[Start of section]

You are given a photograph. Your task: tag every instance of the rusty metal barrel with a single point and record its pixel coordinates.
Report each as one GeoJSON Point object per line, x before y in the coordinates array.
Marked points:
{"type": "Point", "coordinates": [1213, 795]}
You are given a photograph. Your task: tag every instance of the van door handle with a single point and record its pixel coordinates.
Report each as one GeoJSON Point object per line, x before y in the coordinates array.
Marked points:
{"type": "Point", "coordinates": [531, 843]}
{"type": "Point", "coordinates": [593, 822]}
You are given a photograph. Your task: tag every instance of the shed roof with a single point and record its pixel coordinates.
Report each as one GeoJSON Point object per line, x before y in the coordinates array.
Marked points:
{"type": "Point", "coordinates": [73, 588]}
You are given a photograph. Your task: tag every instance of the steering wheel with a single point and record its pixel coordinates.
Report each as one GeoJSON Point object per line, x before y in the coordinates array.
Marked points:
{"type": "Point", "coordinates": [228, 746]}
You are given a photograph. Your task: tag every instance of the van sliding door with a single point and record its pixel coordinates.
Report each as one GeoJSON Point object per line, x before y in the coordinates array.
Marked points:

[End of section]

▶ _Exercise_: All the entries above need to be repeated word for word.

▶ _Exercise response_:
You are given a photograph. Your task: tag every instance of the rusty metal barrel with a single point and record its pixel coordinates.
Report each as one GeoJSON Point object per line, x before y in the coordinates array.
Marked points:
{"type": "Point", "coordinates": [1213, 795]}
You are given a photograph. Your task: tag every instance of the van door handle with a single point and record its pixel coordinates.
Report each as one GeoJSON Point object per line, x before y in the coordinates array.
Marked points:
{"type": "Point", "coordinates": [531, 843]}
{"type": "Point", "coordinates": [593, 822]}
You are given a photograph. Your task: tag every instance of the shed roof with a single point and record its pixel coordinates.
Report each as one GeoJSON Point object per line, x before y in the coordinates array.
Marked points:
{"type": "Point", "coordinates": [73, 588]}
You are given a photograph. Your task: tag every instance of the steering wheel with a single point and record its pixel coordinates.
Report each as one GeoJSON Point object per line, x before y in the coordinates array.
Marked points:
{"type": "Point", "coordinates": [228, 746]}
You are given a photograph. Your task: tag every instance of the van sliding door with a single point and record its pixel coordinates.
Report each as one GeoJSON Point object per line, x before y in the coordinates array.
Marked points:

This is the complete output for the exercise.